> What to do
Return exactly the span of lines in the following data that opens with the line containing "Where can the woman's bare" and closes with the line containing "Where can the reflection in". Include nothing else.

[[ Records provided, beginning ]]

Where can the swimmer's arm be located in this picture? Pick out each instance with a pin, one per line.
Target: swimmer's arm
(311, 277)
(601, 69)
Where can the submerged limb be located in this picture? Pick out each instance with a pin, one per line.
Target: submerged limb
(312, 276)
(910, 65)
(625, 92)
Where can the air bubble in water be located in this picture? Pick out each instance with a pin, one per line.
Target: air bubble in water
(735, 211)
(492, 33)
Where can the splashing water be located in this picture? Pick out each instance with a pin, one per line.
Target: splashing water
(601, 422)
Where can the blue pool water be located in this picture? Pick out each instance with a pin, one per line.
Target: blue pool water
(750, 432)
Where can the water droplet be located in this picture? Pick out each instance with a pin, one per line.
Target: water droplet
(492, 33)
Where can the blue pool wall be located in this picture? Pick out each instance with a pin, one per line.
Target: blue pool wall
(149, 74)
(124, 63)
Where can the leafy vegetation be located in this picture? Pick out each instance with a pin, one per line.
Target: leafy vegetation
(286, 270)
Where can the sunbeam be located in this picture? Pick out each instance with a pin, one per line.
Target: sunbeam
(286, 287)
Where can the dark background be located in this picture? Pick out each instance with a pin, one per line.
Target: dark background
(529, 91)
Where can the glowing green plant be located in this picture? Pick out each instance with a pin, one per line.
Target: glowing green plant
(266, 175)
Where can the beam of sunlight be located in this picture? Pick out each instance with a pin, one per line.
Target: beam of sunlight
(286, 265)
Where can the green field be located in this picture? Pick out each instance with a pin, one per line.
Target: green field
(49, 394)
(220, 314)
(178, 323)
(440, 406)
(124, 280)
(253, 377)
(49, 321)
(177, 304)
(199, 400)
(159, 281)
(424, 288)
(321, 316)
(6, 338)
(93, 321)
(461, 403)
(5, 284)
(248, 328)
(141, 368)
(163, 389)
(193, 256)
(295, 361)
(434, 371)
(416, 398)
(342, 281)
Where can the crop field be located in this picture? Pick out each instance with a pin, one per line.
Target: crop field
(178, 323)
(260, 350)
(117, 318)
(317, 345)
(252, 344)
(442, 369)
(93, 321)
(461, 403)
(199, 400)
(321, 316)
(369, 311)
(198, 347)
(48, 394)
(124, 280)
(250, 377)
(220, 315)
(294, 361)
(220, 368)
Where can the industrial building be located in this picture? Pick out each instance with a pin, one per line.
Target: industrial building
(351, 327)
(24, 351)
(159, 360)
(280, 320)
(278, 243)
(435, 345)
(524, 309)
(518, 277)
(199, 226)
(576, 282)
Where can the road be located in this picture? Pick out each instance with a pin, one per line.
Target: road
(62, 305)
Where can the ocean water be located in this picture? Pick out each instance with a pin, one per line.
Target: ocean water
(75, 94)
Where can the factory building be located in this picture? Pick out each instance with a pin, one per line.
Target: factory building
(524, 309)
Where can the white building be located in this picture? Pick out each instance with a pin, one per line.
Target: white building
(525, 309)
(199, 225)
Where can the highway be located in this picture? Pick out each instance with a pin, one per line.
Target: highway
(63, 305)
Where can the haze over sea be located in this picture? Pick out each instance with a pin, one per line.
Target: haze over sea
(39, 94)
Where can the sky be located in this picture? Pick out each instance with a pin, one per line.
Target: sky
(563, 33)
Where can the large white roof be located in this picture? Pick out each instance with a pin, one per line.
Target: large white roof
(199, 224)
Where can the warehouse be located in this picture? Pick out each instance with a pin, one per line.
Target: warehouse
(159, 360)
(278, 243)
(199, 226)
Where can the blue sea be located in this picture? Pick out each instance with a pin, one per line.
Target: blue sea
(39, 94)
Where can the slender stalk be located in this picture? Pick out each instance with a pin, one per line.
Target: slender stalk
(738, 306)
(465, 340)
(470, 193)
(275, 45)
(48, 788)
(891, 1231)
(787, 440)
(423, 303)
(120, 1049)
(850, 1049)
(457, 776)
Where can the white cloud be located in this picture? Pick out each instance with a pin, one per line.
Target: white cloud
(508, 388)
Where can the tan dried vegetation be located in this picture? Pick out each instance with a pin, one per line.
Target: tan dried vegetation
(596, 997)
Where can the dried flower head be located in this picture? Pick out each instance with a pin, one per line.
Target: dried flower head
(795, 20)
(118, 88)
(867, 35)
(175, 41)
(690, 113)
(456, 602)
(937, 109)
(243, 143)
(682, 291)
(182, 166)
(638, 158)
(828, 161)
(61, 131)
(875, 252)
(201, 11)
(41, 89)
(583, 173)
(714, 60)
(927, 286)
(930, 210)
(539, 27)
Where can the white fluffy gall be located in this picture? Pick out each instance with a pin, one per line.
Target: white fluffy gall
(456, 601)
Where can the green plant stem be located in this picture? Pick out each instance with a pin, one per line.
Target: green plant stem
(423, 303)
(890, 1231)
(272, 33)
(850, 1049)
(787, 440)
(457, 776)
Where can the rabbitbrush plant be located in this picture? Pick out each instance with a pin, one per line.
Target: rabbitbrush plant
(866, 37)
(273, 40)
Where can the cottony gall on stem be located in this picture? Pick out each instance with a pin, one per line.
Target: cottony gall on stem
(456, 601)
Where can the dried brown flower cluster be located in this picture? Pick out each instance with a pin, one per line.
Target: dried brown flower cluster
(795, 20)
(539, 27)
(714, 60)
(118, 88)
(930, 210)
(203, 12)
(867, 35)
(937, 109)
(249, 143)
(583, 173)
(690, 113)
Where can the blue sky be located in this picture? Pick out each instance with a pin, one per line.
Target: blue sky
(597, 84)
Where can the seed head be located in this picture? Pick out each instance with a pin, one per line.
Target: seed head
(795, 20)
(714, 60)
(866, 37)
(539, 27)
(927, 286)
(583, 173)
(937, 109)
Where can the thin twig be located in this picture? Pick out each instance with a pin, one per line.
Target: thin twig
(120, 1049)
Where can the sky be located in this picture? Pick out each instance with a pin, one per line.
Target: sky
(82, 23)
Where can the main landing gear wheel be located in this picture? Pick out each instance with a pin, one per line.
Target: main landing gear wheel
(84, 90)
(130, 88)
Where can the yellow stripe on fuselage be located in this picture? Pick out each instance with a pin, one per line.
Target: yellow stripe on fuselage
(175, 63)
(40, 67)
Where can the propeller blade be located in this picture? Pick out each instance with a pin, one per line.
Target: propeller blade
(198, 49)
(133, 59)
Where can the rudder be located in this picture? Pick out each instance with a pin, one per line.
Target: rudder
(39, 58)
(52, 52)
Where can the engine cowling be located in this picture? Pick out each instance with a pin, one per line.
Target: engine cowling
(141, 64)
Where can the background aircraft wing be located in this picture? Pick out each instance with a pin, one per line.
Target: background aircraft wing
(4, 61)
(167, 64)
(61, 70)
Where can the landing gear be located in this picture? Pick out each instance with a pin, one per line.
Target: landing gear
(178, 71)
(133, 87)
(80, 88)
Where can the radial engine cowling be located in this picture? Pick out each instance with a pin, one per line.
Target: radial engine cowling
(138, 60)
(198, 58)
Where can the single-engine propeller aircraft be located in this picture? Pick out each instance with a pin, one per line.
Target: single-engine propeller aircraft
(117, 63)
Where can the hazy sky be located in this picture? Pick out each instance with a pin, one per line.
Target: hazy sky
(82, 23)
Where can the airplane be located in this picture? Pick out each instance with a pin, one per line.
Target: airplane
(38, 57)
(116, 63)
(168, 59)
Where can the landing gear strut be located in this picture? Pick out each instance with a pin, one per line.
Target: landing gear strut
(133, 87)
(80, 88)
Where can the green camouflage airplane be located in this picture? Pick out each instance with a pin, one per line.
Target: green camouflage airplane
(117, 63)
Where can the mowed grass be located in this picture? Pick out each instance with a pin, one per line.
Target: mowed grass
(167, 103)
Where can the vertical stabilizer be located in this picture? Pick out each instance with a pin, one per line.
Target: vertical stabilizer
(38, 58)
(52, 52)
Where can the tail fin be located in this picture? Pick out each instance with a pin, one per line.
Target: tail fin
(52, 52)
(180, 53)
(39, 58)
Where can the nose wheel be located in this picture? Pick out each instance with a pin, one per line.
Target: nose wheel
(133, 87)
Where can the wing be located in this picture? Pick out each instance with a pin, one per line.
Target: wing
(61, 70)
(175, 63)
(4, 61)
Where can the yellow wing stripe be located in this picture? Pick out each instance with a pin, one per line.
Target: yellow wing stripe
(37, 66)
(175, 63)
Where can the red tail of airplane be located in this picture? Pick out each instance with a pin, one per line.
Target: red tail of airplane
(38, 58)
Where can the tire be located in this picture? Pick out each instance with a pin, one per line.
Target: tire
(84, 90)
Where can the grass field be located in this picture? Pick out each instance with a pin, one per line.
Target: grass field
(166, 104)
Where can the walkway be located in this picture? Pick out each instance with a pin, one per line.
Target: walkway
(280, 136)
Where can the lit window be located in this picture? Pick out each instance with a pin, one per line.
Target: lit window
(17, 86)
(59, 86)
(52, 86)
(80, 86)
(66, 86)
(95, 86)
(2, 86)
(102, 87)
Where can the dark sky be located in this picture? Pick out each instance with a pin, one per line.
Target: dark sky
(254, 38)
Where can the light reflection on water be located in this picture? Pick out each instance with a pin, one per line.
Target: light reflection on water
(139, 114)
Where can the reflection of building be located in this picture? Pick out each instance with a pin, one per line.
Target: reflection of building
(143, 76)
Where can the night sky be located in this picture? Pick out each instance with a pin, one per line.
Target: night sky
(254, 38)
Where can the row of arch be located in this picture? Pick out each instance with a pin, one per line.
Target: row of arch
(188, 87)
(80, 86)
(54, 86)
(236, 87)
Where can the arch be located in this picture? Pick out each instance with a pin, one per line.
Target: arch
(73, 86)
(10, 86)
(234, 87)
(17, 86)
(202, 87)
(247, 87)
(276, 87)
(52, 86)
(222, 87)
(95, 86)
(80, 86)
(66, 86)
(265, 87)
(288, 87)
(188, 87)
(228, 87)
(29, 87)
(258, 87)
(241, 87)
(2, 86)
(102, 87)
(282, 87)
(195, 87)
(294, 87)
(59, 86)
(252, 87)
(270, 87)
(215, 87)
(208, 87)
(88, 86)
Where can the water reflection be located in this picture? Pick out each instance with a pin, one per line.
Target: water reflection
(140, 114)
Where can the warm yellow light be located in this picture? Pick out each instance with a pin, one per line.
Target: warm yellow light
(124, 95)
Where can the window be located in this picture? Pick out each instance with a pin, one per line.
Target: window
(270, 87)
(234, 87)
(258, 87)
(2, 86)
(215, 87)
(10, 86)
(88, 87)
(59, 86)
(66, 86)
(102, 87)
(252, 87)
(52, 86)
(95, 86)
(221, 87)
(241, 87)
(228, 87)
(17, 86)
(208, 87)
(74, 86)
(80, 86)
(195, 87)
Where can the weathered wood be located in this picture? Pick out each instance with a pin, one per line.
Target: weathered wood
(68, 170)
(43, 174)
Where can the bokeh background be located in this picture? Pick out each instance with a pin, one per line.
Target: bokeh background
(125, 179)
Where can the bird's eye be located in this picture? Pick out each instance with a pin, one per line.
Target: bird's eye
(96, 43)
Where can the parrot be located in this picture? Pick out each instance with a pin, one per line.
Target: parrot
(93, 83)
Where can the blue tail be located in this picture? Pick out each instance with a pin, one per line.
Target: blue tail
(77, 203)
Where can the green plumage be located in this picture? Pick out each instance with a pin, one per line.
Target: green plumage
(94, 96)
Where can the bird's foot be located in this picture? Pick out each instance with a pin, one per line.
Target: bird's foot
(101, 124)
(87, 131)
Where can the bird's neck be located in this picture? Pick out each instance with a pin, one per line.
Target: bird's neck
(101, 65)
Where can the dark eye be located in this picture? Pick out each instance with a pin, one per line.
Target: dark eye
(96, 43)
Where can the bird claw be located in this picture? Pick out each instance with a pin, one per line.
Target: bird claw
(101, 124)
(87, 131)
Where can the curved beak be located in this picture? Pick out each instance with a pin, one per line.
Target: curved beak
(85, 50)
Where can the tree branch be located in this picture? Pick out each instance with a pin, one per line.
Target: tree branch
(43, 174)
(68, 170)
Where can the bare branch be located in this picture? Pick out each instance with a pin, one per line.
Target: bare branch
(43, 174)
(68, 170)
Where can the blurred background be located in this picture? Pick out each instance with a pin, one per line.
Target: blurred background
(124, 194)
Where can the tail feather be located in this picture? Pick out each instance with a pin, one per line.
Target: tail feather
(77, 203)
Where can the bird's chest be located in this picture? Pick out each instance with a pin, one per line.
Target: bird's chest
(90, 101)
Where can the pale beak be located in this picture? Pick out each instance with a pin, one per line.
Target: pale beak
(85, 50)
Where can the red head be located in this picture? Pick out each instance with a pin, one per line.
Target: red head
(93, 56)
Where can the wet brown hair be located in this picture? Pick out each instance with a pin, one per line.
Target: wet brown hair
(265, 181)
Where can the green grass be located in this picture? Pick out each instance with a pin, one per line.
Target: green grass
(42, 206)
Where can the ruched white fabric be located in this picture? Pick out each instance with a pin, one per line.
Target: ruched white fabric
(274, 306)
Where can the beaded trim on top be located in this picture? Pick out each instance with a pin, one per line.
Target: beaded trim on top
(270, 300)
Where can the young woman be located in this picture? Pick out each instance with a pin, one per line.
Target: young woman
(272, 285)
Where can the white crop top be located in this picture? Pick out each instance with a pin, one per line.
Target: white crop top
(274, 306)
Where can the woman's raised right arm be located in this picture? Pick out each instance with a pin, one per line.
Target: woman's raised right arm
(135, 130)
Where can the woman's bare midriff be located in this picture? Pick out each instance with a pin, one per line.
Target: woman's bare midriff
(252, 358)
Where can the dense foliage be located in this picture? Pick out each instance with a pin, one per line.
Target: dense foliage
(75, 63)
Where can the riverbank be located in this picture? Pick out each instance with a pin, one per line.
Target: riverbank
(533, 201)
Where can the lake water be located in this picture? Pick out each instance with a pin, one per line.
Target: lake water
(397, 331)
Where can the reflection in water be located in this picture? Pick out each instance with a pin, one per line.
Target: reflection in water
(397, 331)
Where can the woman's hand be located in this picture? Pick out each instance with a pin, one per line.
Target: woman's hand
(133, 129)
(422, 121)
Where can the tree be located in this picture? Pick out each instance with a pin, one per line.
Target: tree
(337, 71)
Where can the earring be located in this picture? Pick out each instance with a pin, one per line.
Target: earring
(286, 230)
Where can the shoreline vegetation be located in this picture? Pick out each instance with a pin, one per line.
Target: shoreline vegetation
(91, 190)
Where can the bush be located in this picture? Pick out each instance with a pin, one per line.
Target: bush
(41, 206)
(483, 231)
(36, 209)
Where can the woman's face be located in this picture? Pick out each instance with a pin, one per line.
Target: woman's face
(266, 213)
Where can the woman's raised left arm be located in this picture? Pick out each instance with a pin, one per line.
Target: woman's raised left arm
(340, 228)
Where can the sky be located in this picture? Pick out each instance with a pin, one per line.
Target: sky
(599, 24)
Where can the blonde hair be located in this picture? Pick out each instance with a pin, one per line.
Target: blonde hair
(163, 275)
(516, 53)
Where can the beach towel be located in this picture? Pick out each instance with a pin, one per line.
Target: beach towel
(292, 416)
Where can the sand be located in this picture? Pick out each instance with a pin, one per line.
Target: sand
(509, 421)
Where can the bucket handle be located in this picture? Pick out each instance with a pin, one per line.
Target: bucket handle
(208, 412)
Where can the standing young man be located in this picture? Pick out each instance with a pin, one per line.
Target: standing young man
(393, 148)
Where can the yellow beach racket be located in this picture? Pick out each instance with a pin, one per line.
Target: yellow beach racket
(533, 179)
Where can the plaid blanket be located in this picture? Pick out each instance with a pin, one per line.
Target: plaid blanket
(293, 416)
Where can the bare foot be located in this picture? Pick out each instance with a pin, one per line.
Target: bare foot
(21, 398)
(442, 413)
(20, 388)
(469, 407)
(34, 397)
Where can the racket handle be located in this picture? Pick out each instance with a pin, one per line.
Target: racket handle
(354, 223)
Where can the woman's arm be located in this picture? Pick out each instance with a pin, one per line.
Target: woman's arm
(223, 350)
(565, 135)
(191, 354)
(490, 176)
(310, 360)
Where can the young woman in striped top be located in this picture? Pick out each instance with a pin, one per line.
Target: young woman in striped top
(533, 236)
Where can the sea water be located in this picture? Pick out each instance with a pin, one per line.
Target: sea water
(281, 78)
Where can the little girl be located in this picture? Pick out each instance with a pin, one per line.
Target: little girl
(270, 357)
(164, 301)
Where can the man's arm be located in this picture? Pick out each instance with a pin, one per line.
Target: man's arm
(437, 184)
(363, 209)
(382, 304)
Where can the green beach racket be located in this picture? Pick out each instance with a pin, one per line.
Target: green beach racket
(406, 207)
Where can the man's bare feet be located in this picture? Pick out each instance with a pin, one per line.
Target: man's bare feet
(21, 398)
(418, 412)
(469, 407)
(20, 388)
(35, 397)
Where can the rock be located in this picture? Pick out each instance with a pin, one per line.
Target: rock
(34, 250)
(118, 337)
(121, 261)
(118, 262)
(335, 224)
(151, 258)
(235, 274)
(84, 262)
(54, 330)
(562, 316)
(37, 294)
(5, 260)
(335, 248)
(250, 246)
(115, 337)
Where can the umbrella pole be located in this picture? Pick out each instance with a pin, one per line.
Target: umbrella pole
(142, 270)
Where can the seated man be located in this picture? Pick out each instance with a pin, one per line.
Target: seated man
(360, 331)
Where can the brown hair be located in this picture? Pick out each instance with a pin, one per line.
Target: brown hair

[[ Records provided, end ]]

> The answer
Where can the woman's bare midriff be located in this picture? Pick out each instance with a pin, one per line.
Target: woman's bare midriff
(252, 358)
Where can the dense foliage be located in this picture? Pick out each instance with a pin, one per line.
Target: dense foliage
(75, 63)
Where can the riverbank be located in this picture? Pick out each instance with a pin, one per line.
Target: riverbank
(533, 201)
Where can the lake water be located in this picture? Pick out each instance with a pin, one per line.
Target: lake water
(397, 331)
Where can the reflection in water be located in this picture? Pick out each instance with a pin, one per line.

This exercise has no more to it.